Il materiale sonoro di cui parli è una serie di field recordings che ho fatto mentre ero a Hong Kong. Queste registrazioni sono tutte riguardanti le proteste che ci sono state in quel periodo (da settembre a novembre 2019) e che ho iniziato a seguire sempre più da vicino. Non avevo una precisa intenzione iniziale, però ero interessato a costruirmi un archivio sonoro di quei momenti. Una volta raggiunto un numero consistente di registrazioni ho iniziato a sperimentarci sopra, intuendo delle potenzialità che quegli ambienti sonori potevano restituire se trattati in un certo modo, ovvero che potevano raccontare qualcosa di diverso del paesaggio delle proteste. Il disco Why control everything? è ultimato ed attualmente sto lavorando alla promozione. Alcuni suoni delle proteste sono più riconoscibili, altri sono pesantemente processati, a volte con derivazioni più musicali, ma ci tengo a dire che ogni singolo suono proviene da quelle registrazioni sul campo. Il lavoro finale non vuole essere politico, o almeno non è fatto con questa intenzione. L’operazione mira a essere più una rielaborazione personale ed emotiva dell’esperienza che ho avuto con il panorama delle proteste di Hong Kong, per ottenere una narrazione visiva da condividere.

→ MATERIALE FORNITO
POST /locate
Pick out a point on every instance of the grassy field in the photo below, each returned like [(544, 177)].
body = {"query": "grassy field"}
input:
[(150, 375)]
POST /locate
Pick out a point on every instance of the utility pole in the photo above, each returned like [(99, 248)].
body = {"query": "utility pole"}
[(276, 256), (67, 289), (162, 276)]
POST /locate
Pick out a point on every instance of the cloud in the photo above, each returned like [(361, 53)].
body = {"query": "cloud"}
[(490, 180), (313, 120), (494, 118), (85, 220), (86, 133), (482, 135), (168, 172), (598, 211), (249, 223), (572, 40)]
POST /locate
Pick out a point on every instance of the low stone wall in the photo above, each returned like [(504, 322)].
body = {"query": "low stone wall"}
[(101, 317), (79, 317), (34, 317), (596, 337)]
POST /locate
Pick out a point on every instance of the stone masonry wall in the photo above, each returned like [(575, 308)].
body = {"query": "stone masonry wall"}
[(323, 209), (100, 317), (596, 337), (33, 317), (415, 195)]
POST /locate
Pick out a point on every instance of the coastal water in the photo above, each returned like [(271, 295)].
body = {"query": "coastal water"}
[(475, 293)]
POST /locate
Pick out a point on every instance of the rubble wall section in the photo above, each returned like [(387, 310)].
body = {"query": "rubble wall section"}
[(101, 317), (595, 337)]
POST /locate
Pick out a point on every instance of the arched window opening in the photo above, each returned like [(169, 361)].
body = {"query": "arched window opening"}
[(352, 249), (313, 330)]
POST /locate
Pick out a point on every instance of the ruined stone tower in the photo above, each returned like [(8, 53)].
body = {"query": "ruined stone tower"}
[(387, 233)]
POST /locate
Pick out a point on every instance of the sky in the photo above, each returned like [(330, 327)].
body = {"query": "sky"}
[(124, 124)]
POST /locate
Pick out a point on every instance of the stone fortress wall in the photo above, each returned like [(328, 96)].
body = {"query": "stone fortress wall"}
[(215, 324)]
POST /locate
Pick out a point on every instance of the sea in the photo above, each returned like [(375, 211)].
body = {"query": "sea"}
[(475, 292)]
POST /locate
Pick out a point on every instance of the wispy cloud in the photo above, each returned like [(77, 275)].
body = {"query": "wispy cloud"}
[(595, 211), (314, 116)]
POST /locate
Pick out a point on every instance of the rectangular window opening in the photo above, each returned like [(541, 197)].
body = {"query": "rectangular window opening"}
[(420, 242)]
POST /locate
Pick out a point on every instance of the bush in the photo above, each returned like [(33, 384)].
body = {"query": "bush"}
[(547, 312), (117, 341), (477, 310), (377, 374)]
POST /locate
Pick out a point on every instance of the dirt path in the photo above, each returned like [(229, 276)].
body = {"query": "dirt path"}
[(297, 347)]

→ SFIDA
Traduca in inglese questa frase dell'estratto del documento: «Non avevo una precisa intenzione iniziale, però ero interessato a costruirmi un archivio sonoro di quei momenti.» Si basi unicamente sull'estratto del documento.

→ SOLUZIONE DELL'ESERCIZIO
I had no precise initial intention, but I was interested in building myself a sound archive of those moments.